--- BEGIN Provided data ---
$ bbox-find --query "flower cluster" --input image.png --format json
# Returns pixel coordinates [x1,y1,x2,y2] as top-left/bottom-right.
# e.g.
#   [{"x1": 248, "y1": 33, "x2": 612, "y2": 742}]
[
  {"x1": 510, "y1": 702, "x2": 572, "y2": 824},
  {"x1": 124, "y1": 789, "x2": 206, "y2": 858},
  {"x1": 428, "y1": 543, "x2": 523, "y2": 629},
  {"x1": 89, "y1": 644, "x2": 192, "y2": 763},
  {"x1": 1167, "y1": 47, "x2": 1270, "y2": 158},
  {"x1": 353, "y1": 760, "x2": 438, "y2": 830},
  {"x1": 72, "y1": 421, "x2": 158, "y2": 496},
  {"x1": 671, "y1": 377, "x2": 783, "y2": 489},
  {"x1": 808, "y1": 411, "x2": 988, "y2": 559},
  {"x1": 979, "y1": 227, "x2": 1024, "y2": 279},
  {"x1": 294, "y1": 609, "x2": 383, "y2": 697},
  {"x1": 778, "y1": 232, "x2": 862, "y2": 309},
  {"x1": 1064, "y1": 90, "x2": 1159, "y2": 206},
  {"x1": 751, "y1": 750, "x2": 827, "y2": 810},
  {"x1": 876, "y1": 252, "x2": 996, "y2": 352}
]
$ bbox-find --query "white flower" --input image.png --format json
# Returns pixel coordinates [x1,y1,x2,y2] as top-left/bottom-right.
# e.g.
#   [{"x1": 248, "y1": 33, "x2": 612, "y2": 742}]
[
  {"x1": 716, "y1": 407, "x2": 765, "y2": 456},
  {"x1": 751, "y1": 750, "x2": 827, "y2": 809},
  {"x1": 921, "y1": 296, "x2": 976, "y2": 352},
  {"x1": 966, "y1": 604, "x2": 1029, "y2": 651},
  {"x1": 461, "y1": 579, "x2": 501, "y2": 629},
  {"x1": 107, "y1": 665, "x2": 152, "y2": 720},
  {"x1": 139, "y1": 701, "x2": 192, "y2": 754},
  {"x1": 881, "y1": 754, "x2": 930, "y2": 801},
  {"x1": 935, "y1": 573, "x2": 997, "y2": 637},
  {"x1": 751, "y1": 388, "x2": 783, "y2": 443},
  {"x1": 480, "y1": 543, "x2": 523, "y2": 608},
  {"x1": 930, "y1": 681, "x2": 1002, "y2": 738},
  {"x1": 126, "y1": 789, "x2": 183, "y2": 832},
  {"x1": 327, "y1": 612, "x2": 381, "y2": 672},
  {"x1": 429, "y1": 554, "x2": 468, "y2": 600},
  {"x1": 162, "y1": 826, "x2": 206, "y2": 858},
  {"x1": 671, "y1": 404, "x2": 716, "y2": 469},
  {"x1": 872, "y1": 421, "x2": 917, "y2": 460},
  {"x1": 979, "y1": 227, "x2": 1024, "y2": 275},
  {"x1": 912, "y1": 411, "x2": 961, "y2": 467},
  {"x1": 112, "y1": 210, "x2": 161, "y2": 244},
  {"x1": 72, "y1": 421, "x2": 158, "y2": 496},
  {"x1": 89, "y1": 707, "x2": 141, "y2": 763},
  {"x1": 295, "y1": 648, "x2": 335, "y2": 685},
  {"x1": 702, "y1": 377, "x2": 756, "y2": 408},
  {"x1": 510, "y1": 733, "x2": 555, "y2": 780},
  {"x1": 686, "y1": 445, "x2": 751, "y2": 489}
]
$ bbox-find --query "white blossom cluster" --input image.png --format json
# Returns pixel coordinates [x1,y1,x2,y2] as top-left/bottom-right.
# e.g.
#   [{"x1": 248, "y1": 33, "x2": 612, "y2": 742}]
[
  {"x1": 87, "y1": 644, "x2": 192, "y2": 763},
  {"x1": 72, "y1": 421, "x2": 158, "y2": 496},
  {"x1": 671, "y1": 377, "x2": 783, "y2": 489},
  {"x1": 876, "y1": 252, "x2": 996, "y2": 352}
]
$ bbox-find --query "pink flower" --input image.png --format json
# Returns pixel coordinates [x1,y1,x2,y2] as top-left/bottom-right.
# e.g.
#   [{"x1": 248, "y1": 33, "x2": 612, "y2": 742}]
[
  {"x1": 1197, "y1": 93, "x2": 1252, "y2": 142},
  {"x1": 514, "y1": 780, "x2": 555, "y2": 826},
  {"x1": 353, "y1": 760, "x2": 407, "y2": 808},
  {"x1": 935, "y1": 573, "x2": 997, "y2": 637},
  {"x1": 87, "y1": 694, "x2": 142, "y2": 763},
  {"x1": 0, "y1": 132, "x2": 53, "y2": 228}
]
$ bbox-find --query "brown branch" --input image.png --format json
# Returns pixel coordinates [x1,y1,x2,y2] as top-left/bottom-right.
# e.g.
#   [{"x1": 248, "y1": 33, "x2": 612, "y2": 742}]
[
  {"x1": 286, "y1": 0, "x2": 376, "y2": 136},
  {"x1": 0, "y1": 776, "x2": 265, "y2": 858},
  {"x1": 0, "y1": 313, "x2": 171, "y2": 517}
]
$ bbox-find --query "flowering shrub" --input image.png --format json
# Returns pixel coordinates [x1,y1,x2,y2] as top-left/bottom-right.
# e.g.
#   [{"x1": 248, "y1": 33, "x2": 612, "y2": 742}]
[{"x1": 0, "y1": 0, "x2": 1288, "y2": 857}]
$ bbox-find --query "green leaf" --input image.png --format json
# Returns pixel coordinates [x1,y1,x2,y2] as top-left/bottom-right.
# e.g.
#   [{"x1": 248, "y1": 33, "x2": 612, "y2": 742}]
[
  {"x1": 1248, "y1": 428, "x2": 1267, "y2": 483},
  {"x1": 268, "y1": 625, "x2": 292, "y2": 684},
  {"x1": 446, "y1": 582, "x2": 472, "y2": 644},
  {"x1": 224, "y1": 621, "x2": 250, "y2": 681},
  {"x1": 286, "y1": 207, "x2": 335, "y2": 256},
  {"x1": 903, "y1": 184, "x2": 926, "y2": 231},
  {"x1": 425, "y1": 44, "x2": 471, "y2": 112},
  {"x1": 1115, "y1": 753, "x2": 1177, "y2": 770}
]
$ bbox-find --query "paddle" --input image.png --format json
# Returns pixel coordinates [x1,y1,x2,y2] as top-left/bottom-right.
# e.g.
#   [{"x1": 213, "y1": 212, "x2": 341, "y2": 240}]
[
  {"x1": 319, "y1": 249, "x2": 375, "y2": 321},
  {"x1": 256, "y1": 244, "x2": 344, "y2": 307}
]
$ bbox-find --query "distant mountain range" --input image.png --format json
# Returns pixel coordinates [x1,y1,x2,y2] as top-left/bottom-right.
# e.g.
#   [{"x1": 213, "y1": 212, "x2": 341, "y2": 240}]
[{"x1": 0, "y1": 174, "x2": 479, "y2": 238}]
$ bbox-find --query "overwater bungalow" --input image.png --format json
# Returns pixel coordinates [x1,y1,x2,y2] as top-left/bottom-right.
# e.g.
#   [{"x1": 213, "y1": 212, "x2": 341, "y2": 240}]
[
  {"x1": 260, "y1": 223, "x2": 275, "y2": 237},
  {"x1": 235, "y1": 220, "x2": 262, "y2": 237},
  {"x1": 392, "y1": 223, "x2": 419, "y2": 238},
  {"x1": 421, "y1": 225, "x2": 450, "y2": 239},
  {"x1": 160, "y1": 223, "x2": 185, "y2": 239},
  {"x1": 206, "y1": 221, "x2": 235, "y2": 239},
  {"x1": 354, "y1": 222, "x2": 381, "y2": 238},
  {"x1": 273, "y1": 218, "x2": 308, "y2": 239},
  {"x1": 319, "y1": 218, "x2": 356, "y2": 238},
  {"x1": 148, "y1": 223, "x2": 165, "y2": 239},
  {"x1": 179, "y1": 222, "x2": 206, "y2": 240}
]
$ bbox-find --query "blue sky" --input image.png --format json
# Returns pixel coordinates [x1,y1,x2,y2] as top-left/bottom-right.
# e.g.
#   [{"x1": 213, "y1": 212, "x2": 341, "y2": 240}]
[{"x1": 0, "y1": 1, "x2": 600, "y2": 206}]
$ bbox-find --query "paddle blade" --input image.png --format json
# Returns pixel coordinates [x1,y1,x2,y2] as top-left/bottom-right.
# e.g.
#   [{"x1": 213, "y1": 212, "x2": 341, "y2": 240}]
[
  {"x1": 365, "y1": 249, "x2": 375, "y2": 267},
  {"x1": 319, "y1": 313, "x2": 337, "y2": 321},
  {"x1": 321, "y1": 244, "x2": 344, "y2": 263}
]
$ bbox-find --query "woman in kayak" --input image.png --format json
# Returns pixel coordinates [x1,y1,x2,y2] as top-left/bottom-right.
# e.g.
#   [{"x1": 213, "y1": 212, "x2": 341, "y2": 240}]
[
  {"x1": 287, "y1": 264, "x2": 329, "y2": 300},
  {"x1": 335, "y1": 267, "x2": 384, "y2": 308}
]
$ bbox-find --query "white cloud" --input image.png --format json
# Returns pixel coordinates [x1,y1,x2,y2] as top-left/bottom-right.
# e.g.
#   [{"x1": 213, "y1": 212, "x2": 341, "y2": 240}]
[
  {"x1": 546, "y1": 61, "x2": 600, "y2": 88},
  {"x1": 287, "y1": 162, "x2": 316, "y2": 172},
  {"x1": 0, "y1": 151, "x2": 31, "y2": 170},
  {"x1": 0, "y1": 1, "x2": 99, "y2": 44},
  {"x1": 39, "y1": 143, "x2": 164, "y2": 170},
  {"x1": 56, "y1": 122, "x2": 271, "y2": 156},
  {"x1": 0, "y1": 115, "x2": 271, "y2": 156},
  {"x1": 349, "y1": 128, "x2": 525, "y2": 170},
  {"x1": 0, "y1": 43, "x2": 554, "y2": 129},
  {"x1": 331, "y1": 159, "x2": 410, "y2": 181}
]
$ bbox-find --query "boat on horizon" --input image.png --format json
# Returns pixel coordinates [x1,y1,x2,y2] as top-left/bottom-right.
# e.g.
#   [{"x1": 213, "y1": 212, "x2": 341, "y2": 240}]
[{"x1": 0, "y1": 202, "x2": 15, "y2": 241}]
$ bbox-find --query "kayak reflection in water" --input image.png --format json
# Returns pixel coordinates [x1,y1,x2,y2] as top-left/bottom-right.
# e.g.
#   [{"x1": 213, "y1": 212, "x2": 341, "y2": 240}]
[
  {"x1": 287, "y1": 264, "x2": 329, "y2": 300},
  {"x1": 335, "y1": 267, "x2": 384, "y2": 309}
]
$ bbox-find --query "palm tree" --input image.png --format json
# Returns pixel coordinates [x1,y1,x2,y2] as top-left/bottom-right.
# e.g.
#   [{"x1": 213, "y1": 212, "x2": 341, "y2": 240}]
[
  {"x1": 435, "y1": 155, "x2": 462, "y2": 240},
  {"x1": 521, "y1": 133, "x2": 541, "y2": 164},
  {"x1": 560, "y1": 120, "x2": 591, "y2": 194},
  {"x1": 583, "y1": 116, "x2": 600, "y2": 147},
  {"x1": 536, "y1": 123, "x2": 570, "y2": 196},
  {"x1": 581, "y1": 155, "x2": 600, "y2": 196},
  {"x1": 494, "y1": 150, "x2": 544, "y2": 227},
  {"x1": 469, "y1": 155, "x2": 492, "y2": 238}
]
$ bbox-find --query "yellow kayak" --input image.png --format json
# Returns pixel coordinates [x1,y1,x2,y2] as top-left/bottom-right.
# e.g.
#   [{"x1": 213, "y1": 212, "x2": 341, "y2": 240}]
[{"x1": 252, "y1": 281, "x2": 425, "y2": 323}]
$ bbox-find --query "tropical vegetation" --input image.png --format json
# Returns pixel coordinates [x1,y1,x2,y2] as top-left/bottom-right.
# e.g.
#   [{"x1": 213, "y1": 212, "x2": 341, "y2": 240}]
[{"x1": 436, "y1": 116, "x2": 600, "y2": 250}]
--- END Provided data ---
Brief >>
Report how many lines in the dataset items contain the string "cluster". Give only the number.

Task output >>
2